* [TUGAS]
Tuliskan lanjutan teks tentang adab hutang piutang di bawah ini, dimulai langsung setelah kalimat terakhirnya.

(Panjimas.com) – Islam jalan hidup penuh keindahan. Ia serasi dengan firtah kemanusiaan, mewadahi apa-apa yang mereka butuhkan. Sebagai makhluk berkebutuhan sosial, manusia perlu saling membantu dengan sesamanya. Di antara wujudnya adalah hutang piutang.
Sebagai tuntunan hidup yang mencipta harmonisasi kehidupan, mencipta kehidupan yang beradab, Islam memberikan adab-adab dalam menlakukan hutang piutang. Demi kemanfaatan, demi tak terjadi hal-hal tak diinginkan, dan tentu demi diperolahnya keberkahan. Paling tidak ada sembilan poin yang seyogianya menjadi acuan.
Pertama, mencatat hutang piutang.
“Wahai orang-orang yang beriman, apabila kalian melakukan hutang piutang untuk waktu yang ditentukan, hendaklah kalian menuliskannya.” (al-Baqarah: 282).
Kedua, berniat akan melunasi hutang.
“Siapa saja yang berhutang, sedang ia berniat tidak melunasi hutangnya, maka ia akan bertemu Allah sebagai seorang pencuri.” (Hr. Ibnu Majah).
Ketiga, tidak menunda-nunda membayar hutang.

* [DATA YANG DIBERIKAN]
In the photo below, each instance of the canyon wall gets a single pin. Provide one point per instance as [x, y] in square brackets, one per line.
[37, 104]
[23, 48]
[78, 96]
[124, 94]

* [JAWABAN LATIHAN]
“Menunda-nunda (pembayaran hutang) bagi orang yang mampu adalah kedzaliman.” (Hr. Bukhari dan Muslim).
Keempat, membayar tak perlu menunggu ditagih.
“Sebaik-baik orang adalah yang paling baik dalam pembayaran hutang.” (Hr. Bukhari dan Abu Dawud).
Kelima, tidak memersulit dan banyak beralasan dalam pembayaran.
“Allah ‘Azza wa jalla akan memasukkan ke dalam surga orang yang mudah ketika membeli, menjual, dan melunasi hutang.” (Hr. Ahmad, an-Nasa’i, dan Ibnu Majah).
Keenam, tidak meremehkan hutang sekalipun jumlahnya kecil.
“Ruh seorang mukmin itu tergantung kepada hutangnya hingga hutangnya dibayarkan.” (Hr. Ahmad, Tirmidzi, Darimi, dan Ibnu Majah).
Ketujuh, tidak ada kebohongan terhadap pemberi hutang.
“Sesungguhnya, apabila seseorang berhutang, maka bila berbicara ia akan dusta dan bila berjanji ia akan ingkari…” (Hr. Bukhari dan Muslim).
Kedelapan, tidak berjanji bila tidak mampu menepatinya.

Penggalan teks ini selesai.